• **Exercise objective**:
Nothing but the lines from the one that contains "class is: advertising" to the end of the records should be printed, both ends included, exactly as given.

• **Data supplied**:
==========

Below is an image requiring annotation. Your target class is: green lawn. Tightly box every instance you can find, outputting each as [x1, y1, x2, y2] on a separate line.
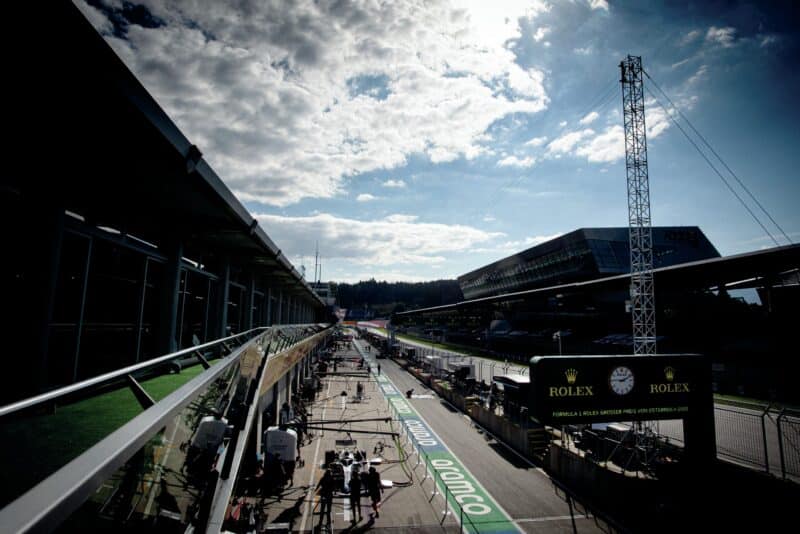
[0, 363, 209, 507]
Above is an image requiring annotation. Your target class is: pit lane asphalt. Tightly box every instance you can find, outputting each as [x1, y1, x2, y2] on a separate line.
[360, 343, 604, 534]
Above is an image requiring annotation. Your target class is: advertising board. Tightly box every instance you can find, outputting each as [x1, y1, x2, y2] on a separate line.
[529, 354, 708, 425]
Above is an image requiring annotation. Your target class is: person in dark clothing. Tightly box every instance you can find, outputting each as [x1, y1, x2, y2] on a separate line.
[349, 471, 363, 522]
[316, 468, 335, 526]
[367, 466, 383, 518]
[272, 453, 287, 495]
[377, 364, 381, 376]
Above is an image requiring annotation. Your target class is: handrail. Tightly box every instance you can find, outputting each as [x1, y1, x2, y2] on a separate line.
[0, 333, 257, 534]
[0, 327, 267, 418]
[0, 324, 330, 533]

==========

• **Response to this task**:
Above is an image requiring annotation. Your target class is: advertising board. Tightly box every instance you can find, outputting each as [x1, y1, x2, y2] on a separate line.
[529, 354, 708, 425]
Above is an image requiring annotation. Your target class is: person in dark clothing. Tightly box every instance you can find, outputting each as [x1, y1, x2, y2] on a separate line.
[349, 471, 363, 522]
[316, 468, 335, 526]
[367, 466, 383, 518]
[272, 453, 287, 495]
[377, 364, 381, 376]
Above is an image requiring annotation. Your target class is: handrail. Tightly box every instance you can find, outputting each as [x1, y1, x2, y2] on a separate line.
[0, 333, 257, 534]
[0, 327, 267, 418]
[0, 324, 330, 533]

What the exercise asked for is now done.